:: Aim of the task ::
Convert the rows below into a numbered list, starting at the line with "the dragonfly wing" and running up to and including the last line of the rows, with any blank lines left out.
* begin Task input *
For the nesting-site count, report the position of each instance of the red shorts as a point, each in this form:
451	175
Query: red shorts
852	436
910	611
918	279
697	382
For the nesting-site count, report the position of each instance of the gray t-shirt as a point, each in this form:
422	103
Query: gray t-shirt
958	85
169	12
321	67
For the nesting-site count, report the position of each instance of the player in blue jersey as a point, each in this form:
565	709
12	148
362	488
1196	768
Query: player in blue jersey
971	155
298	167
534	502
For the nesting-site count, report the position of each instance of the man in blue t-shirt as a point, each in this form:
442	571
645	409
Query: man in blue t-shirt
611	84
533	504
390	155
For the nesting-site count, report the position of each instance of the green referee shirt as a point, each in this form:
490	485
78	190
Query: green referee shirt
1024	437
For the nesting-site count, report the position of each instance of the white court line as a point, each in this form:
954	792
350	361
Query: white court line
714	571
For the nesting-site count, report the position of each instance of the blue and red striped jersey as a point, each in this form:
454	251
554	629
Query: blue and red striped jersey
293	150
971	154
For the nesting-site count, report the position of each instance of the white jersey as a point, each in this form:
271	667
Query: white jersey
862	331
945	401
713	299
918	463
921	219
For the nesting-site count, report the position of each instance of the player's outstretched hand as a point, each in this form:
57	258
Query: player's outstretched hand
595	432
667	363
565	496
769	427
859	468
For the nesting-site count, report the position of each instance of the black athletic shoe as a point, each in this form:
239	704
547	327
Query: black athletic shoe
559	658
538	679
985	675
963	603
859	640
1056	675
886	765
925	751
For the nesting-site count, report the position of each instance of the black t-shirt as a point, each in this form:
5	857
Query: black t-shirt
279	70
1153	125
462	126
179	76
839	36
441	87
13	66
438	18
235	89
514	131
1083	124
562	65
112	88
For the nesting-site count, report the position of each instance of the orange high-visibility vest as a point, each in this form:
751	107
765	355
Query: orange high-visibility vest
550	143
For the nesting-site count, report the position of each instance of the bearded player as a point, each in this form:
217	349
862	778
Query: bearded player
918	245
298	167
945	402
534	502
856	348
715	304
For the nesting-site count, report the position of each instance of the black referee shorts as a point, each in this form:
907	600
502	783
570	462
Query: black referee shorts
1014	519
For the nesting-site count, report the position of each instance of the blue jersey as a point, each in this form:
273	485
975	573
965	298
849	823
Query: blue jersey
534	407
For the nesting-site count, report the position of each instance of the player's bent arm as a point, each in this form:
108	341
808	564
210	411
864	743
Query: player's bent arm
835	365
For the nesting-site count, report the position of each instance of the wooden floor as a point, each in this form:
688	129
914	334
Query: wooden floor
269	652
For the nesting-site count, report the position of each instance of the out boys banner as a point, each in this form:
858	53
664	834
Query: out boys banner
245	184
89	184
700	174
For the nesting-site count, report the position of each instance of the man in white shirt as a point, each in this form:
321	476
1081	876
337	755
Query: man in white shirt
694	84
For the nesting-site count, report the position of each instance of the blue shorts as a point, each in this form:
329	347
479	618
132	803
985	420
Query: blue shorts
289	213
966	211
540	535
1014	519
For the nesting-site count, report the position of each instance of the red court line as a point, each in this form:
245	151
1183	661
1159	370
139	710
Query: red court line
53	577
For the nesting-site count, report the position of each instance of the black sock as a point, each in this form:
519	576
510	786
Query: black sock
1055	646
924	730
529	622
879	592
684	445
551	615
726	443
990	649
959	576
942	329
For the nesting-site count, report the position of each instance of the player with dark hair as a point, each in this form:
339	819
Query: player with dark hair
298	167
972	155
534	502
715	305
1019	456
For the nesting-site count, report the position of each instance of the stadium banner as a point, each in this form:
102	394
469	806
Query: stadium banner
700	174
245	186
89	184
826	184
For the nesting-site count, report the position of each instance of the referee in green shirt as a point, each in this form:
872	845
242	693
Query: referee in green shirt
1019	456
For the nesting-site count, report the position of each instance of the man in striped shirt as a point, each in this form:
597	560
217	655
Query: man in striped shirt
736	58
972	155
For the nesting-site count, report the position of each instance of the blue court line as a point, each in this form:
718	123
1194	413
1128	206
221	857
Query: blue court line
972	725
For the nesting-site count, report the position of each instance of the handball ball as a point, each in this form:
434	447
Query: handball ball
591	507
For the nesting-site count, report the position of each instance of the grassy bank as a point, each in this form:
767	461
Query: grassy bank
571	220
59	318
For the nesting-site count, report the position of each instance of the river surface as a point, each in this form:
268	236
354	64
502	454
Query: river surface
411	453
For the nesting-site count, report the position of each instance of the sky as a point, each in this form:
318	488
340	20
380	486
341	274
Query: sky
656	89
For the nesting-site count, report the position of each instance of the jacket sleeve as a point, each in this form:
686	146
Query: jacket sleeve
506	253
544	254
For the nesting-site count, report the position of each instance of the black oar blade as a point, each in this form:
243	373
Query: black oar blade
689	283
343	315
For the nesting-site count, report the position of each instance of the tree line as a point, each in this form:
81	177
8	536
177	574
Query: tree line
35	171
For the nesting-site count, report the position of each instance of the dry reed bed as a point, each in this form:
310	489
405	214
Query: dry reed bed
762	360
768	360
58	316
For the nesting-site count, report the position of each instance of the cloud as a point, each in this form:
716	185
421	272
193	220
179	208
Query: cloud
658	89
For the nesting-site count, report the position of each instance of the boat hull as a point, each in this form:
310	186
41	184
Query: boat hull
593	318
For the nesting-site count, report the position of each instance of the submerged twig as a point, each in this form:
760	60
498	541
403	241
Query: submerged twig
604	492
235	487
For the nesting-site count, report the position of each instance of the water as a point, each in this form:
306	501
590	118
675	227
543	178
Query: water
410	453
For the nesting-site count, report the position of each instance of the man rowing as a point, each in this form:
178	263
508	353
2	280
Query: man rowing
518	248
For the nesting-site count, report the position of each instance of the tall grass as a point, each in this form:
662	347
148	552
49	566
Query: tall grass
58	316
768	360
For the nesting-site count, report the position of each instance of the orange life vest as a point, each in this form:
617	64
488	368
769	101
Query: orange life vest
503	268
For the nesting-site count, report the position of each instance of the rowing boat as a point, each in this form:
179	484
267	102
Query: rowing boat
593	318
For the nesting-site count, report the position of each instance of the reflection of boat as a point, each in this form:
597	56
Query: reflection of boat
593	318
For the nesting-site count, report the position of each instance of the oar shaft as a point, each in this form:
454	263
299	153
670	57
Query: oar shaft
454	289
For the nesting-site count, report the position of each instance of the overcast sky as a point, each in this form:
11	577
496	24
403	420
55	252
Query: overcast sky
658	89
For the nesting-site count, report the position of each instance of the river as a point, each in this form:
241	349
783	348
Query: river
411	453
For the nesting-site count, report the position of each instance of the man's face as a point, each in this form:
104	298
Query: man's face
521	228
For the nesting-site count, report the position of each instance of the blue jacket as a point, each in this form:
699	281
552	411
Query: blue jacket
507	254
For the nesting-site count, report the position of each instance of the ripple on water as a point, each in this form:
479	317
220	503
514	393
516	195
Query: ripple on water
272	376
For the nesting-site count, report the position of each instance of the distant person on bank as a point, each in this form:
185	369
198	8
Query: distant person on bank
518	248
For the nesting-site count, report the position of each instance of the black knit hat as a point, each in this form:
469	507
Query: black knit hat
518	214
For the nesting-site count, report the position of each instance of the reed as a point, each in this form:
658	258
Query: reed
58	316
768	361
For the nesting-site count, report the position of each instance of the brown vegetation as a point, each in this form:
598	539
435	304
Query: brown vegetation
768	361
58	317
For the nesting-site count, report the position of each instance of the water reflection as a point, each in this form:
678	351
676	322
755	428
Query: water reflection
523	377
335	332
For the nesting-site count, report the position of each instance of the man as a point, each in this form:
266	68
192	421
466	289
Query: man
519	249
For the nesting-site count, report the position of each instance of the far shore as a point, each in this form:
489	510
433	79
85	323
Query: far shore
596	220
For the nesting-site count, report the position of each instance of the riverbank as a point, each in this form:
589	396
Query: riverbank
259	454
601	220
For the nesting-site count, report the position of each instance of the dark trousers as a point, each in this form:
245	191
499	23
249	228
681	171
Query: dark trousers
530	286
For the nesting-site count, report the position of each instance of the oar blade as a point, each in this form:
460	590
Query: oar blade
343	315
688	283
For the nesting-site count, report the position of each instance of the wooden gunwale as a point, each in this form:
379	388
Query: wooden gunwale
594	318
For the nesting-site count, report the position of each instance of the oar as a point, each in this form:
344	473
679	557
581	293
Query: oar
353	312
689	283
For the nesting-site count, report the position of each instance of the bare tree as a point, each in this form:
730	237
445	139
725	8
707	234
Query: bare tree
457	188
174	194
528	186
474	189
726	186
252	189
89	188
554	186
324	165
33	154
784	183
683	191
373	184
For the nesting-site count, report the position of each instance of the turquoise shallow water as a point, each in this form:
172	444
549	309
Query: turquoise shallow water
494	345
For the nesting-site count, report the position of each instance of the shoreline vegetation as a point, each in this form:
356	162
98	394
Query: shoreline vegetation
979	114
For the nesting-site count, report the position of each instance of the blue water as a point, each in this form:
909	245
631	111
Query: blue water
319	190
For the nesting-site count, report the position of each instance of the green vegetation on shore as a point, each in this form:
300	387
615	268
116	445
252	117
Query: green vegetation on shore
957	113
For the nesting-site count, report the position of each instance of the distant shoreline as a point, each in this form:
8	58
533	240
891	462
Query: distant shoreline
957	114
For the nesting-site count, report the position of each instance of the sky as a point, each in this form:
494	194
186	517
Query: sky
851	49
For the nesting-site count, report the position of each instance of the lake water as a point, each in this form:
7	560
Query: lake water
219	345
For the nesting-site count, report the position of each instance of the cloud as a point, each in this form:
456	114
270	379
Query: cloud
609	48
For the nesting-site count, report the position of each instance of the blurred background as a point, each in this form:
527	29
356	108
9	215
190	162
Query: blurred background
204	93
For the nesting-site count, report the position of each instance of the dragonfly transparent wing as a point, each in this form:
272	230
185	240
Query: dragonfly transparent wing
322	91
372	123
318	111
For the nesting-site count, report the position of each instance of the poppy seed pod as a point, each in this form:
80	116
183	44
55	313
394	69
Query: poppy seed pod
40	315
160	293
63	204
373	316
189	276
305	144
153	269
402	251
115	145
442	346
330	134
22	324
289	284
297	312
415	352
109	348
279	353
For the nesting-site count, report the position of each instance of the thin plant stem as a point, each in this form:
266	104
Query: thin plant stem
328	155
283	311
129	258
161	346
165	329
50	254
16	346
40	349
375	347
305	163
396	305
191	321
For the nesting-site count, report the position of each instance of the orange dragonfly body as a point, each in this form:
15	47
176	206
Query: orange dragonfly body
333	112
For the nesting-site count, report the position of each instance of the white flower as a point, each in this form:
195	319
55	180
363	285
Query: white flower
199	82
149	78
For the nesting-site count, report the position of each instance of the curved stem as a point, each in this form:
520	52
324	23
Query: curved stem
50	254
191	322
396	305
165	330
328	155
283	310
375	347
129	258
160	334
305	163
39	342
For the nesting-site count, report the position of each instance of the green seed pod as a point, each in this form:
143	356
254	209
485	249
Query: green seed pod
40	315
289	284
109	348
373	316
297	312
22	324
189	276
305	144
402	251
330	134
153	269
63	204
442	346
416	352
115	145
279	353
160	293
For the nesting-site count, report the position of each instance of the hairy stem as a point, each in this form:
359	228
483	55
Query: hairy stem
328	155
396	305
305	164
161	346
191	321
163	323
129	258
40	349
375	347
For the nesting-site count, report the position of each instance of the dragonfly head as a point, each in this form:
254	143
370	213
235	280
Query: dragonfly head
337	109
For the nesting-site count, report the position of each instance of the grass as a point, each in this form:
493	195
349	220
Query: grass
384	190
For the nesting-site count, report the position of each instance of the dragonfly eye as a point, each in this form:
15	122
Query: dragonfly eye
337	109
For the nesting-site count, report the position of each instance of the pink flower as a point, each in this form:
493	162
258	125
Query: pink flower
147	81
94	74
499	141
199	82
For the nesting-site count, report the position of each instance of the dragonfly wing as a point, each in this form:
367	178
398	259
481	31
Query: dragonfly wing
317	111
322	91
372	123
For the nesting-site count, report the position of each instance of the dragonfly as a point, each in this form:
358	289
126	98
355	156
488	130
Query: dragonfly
* end Task input *
:: Reply to the exercise ::
1. For the nesting-site count, report the position of each instance of the dragonfly wing as a point, each in this form:
2. 367	178
3. 398	259
4. 481	31
5. Query: dragonfly wing
6. 317	111
7. 322	91
8. 372	123
9. For the nesting-site count, report the position of each instance of the dragonfly as a point, each in this form:
10. 358	289
11. 126	98
12. 355	156
13. 488	130
14. Query: dragonfly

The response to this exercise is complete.